**Given exercise**
Could you reproduce the lines below word for word, leaving the picture out of your answer?

· · ·

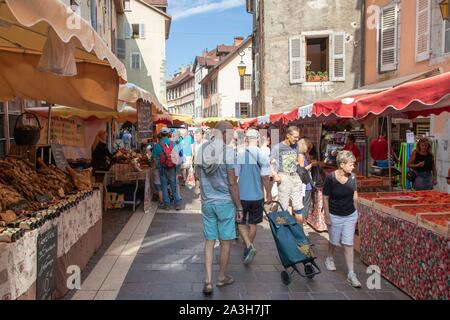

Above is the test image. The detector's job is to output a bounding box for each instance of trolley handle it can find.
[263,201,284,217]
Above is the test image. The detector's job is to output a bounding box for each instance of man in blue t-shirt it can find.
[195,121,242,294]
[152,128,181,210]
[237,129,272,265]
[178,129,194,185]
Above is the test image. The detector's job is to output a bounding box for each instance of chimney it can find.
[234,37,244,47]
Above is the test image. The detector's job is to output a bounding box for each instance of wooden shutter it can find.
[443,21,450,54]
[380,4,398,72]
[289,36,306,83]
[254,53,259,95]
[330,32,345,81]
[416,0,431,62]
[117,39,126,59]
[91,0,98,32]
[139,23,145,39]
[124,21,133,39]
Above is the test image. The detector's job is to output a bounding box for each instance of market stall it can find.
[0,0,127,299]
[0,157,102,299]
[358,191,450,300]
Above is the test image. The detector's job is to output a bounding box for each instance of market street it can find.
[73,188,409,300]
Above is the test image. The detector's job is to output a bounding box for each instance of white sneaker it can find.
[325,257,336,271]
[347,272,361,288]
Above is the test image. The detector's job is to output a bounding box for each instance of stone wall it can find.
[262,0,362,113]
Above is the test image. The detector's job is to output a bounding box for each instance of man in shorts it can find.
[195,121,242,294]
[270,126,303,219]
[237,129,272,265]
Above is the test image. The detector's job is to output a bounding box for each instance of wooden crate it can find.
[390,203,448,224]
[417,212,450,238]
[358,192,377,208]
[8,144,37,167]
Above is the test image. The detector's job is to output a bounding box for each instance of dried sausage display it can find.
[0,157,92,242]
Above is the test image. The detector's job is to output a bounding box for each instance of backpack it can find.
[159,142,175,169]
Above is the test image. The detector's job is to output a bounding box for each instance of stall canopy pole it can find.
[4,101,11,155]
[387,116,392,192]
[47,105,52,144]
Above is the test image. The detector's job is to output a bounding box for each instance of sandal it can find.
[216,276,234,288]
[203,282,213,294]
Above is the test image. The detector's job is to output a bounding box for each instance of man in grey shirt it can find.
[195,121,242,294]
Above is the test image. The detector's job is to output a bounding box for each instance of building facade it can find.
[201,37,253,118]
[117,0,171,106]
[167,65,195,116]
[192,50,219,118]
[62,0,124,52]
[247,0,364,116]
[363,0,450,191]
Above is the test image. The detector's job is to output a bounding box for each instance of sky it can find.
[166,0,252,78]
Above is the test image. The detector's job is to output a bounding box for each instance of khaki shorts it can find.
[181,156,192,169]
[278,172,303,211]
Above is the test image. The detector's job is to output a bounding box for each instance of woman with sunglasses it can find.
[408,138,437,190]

· · ·

**Right answer**
Above is the test image. The detector's job is to output a bounding box for each instance of trolley handle it can find.
[263,201,284,217]
Above is the test image. The detector's job is to output a bounding box for each instance of man in blue t-shirt it can find.
[195,121,242,294]
[152,128,181,210]
[237,129,272,265]
[178,129,194,185]
Above is the test image. The detector's job is to output a bounding box for each instance of chimney it can find.
[234,37,244,47]
Above is the test image. The detector's job is to output a bounding box for each instance of wooden shutter it can find.
[443,21,450,54]
[380,4,398,72]
[289,36,306,83]
[254,53,259,95]
[330,32,345,81]
[416,0,431,62]
[117,39,126,59]
[91,0,98,32]
[139,23,145,39]
[124,21,133,39]
Above is the test image. The detector's job is to output a bounding box for each instance of market stall it can find.
[0,0,127,299]
[0,157,102,299]
[358,191,450,300]
Above is the test image. The detector's job is to output a bounding box for each instance of market street it can find.
[73,188,409,300]
Above is the test image. The detector's job is to output a bounding box for each instance of white sneaker it can find.
[325,257,336,271]
[347,272,361,288]
Above is the test image. The detector's job is to output a bounding box for each instance of stone wall it can find.
[262,0,362,113]
Above is the test image. The detector's job is to output a bounding box for each instance of man in shorts it can find.
[195,121,242,294]
[270,126,303,219]
[237,129,272,265]
Above is the test image. The detector's job is to output a bounding box for each instance of wooden crate it can find.
[390,203,448,224]
[417,212,450,238]
[358,192,377,208]
[8,144,37,167]
Above is the test image. The detector's job is to output a bounding box for each instance of dried sausage display it can find.
[0,157,92,242]
Above is the test image. The detector's job is to output a bounding box for each instance of backpack it can find.
[159,142,175,169]
Above is the test image. The detector's job is to output a bounding box for each instance of stall canopy pole it can find.
[4,101,11,155]
[387,116,392,192]
[47,105,52,144]
Above is the test image. The detector's job is to output a bounding box for each instance of sandal it can find.
[216,276,234,288]
[203,282,213,294]
Above is the test image. The detector's job is to output a bounding box for each instance of man in grey shirt it can find.
[195,121,242,294]
Above is the test image. The detector's job is to output a bounding box for each instance of building facade it can find.
[201,37,253,118]
[117,0,171,106]
[167,65,195,116]
[192,50,219,118]
[62,0,124,52]
[247,0,364,116]
[363,0,450,191]
Above is the test image. The detector's job is to output a bounding box for each instance of sky it can find.
[166,0,252,78]
Above is the test image. The detector's job is to output a bounding box for each instance of khaki shorts it can find.
[181,156,192,169]
[278,172,303,211]
Above is the test image. The detector's job is to output a bounding box for each instance of woman with sunglasses it can find.
[408,138,437,190]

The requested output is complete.